*SET PROBLEM*
Report every line of the records that contains the string "tree", copying each such line whole. Letter case must match.

*DATASET EXCERPTS*
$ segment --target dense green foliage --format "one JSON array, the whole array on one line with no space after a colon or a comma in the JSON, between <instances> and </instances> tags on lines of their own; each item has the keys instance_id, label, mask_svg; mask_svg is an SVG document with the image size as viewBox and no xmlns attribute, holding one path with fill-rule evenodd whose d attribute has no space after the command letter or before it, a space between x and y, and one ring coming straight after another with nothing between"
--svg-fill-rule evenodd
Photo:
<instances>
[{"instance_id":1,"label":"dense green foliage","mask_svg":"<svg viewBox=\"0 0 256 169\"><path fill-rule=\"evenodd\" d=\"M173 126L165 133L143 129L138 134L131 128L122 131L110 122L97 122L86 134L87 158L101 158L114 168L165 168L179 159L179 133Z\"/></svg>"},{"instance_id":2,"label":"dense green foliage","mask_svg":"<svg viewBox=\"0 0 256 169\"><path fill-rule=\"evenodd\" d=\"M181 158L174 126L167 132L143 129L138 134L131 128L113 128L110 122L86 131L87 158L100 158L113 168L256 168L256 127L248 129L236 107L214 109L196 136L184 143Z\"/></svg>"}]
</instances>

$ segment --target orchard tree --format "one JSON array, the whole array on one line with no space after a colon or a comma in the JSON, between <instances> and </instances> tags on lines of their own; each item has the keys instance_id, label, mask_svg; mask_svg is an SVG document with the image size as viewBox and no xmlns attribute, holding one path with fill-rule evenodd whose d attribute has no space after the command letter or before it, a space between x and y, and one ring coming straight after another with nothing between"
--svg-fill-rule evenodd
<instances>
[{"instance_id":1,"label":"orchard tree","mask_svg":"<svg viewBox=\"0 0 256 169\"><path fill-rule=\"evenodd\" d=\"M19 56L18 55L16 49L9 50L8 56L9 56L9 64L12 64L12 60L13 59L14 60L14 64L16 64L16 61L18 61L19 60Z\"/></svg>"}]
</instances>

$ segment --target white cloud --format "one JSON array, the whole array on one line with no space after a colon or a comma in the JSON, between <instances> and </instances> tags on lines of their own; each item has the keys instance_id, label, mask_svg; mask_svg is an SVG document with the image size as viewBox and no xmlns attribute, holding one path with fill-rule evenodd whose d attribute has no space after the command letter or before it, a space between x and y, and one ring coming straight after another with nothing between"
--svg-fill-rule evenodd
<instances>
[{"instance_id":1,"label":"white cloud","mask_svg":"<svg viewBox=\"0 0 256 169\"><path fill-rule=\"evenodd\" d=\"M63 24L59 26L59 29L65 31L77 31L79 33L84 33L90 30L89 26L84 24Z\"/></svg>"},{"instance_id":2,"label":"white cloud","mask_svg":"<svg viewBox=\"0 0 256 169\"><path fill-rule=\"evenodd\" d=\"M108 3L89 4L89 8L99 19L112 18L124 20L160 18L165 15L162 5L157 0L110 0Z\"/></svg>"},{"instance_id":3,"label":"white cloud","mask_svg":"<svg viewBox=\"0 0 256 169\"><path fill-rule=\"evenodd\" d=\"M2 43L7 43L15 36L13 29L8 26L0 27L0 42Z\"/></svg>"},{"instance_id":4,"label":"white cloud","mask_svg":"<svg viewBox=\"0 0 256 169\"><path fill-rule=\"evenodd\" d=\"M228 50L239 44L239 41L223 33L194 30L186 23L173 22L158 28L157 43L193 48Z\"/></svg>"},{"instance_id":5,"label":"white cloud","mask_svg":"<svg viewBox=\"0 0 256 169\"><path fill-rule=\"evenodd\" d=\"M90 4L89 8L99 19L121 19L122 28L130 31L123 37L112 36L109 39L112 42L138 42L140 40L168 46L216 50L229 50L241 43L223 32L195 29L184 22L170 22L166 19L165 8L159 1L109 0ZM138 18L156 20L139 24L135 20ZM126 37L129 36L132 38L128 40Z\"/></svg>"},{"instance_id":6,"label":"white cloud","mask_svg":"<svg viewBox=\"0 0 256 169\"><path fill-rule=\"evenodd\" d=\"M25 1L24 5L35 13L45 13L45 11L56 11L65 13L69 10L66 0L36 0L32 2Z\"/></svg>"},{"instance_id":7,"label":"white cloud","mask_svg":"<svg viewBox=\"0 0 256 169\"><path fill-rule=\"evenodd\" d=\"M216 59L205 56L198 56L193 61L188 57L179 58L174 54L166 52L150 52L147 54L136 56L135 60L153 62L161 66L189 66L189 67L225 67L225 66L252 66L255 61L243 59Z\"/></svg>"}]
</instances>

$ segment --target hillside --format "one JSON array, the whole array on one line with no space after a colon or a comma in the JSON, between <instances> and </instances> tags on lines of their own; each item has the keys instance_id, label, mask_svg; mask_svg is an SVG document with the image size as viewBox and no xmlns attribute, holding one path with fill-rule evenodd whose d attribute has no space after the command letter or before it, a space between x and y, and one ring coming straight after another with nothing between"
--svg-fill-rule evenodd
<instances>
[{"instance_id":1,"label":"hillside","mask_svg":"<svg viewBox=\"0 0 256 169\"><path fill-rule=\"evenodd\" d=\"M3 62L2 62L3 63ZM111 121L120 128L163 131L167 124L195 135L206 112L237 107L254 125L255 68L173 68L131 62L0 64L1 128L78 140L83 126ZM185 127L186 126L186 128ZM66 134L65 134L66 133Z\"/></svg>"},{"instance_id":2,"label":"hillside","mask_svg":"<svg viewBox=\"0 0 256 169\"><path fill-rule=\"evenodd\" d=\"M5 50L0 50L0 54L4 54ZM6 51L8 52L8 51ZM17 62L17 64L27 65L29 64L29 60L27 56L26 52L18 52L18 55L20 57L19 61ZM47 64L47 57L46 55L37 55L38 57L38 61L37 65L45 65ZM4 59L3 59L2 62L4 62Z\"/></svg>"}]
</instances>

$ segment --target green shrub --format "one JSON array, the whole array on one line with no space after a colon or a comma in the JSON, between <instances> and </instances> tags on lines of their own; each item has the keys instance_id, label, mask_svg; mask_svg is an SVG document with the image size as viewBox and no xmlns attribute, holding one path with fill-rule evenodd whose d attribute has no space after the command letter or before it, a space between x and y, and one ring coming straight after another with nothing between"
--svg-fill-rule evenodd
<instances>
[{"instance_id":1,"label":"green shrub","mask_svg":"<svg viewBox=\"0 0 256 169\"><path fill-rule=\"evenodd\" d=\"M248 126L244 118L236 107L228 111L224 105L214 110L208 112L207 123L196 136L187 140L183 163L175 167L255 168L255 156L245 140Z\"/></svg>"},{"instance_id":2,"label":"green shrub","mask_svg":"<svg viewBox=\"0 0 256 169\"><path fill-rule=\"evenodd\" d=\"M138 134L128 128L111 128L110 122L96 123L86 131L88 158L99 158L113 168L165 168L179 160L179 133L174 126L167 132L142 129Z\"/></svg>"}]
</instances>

*RESPONSE TO THE TASK*
$ segment --target orchard tree --format "one JSON array, the whole array on one line with no space after a colon or a comma in the JSON, between <instances> and </instances> tags on lines of their own; each item has the keys instance_id, label, mask_svg; mask_svg is an SVG document with the image size as viewBox and no xmlns attribute, holding one path with fill-rule evenodd whose d attribute has no space after the command letter or before it, a space between x and y, and one ring coming straight after another with nothing between"
[{"instance_id":1,"label":"orchard tree","mask_svg":"<svg viewBox=\"0 0 256 169\"><path fill-rule=\"evenodd\" d=\"M19 56L18 55L16 49L9 50L8 56L9 56L9 64L12 64L12 60L13 59L14 60L14 64L16 64L16 61L18 61L19 60Z\"/></svg>"}]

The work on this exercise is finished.